TRECHO FORNECIDO:
►

Há um ano, em 31 de dezembro de 2018, a mídia tratava dos preparativos da posse de Jair Bolsonaro. Alguns reportavam preocupações com a segurança, a Folha de S.Paulo trazia na manchete pesquisa segundo a qual a maioria dos brasileiros não apoiava a flexibilização do uso de armas, O Globo dizia que o novo presidente teria 100 dias para fazer seu governo deslanchar, todos informavam que Michel Temer desistira de assinar o decreto presidencial do indulto naquele ano — até porque o novo presidente dizia que não daria indultos. Ninguém estava preparado para o que viria.
Um ano depois, o novo presidente não só deu indulto, como foi muito além do que quis Temer ao incluir no seu alguns condenados por corrupção: seu sucessor contemplou policiais, militares e agentes de segurança que atiraram e mataram quando estavam em serviço. Apesar da oposição da maioria da população, facilitou o porte e a posse de armas — e teria feito mais pelo armamento geral se não tivesse sido impedido pelo Congresso.

◄

DADOS FORNECIDOS:
►

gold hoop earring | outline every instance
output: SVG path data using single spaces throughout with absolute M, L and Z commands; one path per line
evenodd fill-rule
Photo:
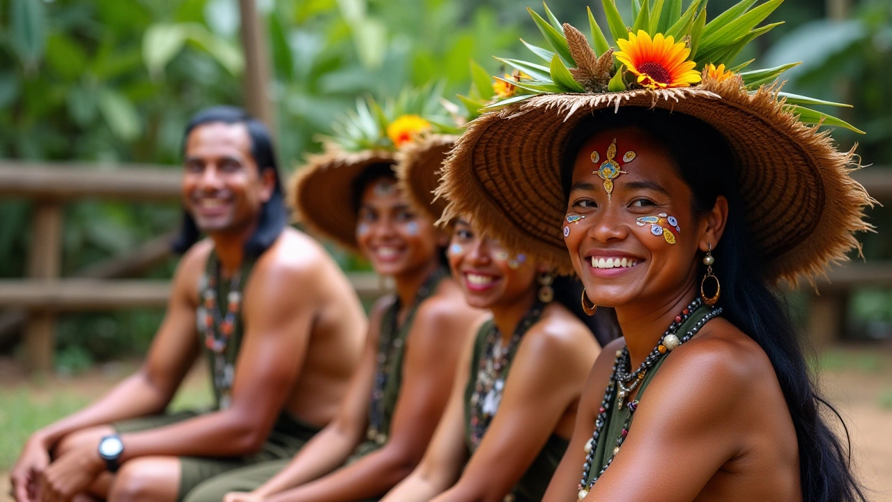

◄

TAREFA A EXECUTAR:
Escreva a continuação do texto sobre o primeiro ano do governo Bolsonaro a partir da última frase apresentada. O material tem origem diferente da do texto sobre o primeiro ano do governo Bolsonaro.

RESPOSTA ESPERADA:
A questão da segurança é café pequeno diante de tudo o que (não) aconteceu no ano que passou. O crescimento de 2,5% da economia previsto pela equipe econômica que se preparava para assumir não veio, nem as privatizações prometidas e nem a tal “facada” no sistema S. Os primeiro 100 dias não trouxeram maiores realizações, e a reforma da Previdência — a rigor, a única aprovada — levou quase 300 dias para sair. Saiu, mas não teve os efeitos imediatos preconizados por alguns.
Não sei se o que mais chocou foi o desmantelamento da educação, ou o da saúde, ou o da cultura. Ou o esvaziamento da maioria dos programas sociais. Sobrou o Bolsa Família, que talvez tenha escapado da “reformulação” bolsonarista por seu inegável peso político e eleitoral. Mas o número de miseráveis se multiplica a olhos vistos, e é evidente que, em pouco tempo, o programa não dará conta de atender toda essa população. O emprego, esperança de muitos, também não veio — a não ser sob a forma de sub-emprego não formalizado e com baixíssima remuneração.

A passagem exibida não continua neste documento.